> **What is needed**
Each line below is to be written out in full, exactly as shown.

> **Supplied data**
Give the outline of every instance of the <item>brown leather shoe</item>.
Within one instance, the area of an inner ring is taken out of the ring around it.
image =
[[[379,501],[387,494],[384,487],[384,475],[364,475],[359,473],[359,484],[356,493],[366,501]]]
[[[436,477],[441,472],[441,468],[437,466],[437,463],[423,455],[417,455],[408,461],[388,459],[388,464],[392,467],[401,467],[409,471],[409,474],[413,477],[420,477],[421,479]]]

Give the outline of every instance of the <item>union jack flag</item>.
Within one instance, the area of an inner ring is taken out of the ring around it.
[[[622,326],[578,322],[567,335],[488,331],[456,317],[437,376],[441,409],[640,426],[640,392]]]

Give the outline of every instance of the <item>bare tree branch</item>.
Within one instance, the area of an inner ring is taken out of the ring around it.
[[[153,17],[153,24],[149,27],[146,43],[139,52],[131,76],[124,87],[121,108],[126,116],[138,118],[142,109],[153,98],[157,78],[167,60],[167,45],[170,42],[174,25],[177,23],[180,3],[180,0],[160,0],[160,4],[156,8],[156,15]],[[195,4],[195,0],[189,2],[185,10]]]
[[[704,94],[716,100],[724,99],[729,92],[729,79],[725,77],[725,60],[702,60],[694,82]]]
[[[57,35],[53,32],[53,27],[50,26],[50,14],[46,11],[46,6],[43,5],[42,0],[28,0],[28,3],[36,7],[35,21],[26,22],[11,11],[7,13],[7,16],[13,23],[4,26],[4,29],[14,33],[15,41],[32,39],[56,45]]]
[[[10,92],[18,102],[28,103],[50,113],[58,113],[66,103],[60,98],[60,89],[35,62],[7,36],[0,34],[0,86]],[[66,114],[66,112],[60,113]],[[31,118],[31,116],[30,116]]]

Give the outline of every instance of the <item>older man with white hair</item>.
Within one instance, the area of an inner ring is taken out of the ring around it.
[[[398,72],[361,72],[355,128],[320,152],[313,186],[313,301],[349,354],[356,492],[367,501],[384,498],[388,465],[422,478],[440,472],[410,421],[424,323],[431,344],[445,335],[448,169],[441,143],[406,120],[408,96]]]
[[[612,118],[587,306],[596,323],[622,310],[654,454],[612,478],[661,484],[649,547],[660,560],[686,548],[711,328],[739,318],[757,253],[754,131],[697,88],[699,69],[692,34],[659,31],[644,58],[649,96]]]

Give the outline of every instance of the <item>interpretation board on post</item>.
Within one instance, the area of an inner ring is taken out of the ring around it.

> **Solution**
Give the outline of every instance of the <item>brown leather shoe</item>.
Within one instance, the area of an inner ring is taken out of the ring around it.
image =
[[[379,501],[387,494],[384,487],[384,475],[364,475],[359,473],[359,484],[356,493],[366,501]]]
[[[436,477],[441,472],[441,468],[437,466],[437,463],[423,455],[417,455],[408,461],[388,459],[388,464],[392,467],[401,467],[409,471],[409,474],[413,477],[420,477],[421,479]]]

Give the outline of every instance of the <item>union jack flag</item>.
Within one instance, the area of an inner ring is taken out of the ring around it.
[[[622,326],[578,322],[567,335],[488,331],[456,317],[437,376],[441,409],[640,426],[640,392]]]

Give the outline of every instance of the <item>bare tree branch</item>.
Within one instance, the area of an inner ring is taken out of the ring around it.
[[[153,17],[153,24],[149,27],[146,43],[139,52],[131,76],[124,87],[121,108],[126,116],[138,118],[142,109],[153,98],[157,78],[167,60],[167,45],[170,42],[174,25],[177,23],[180,3],[180,0],[160,0],[160,4],[156,8],[156,15]],[[195,4],[195,0],[189,2],[185,10]]]
[[[704,94],[716,100],[724,99],[729,92],[729,79],[725,77],[725,60],[702,60],[694,82]]]
[[[57,35],[53,32],[53,27],[50,26],[50,14],[46,11],[46,6],[43,5],[42,0],[28,0],[28,3],[36,7],[35,21],[26,22],[11,11],[7,13],[7,16],[13,23],[4,26],[4,29],[14,33],[15,41],[32,39],[56,45]]]
[[[10,92],[18,102],[28,103],[50,113],[58,113],[66,103],[60,98],[60,89],[35,62],[7,36],[0,34],[0,86]],[[66,114],[66,112],[60,113]],[[31,118],[31,116],[30,116]]]

Give the outline of every instance of the <item>older man with white hair</item>.
Within one instance, the area of an inner ring is taken out of the ring around it.
[[[398,72],[361,72],[355,128],[320,152],[313,186],[313,301],[349,354],[356,492],[367,501],[384,498],[388,465],[422,478],[440,472],[410,421],[424,323],[431,344],[445,335],[448,169],[441,143],[406,120],[408,96]]]
[[[612,118],[587,306],[596,323],[622,310],[654,454],[612,478],[661,484],[649,547],[660,560],[686,548],[711,328],[739,318],[757,253],[754,131],[697,88],[699,69],[692,34],[659,31],[644,58],[649,96]]]

Give the outline of every instance of the <item>interpretation board on post</item>.
Within one instance, the area of an inner ring is taken out of the ring around it.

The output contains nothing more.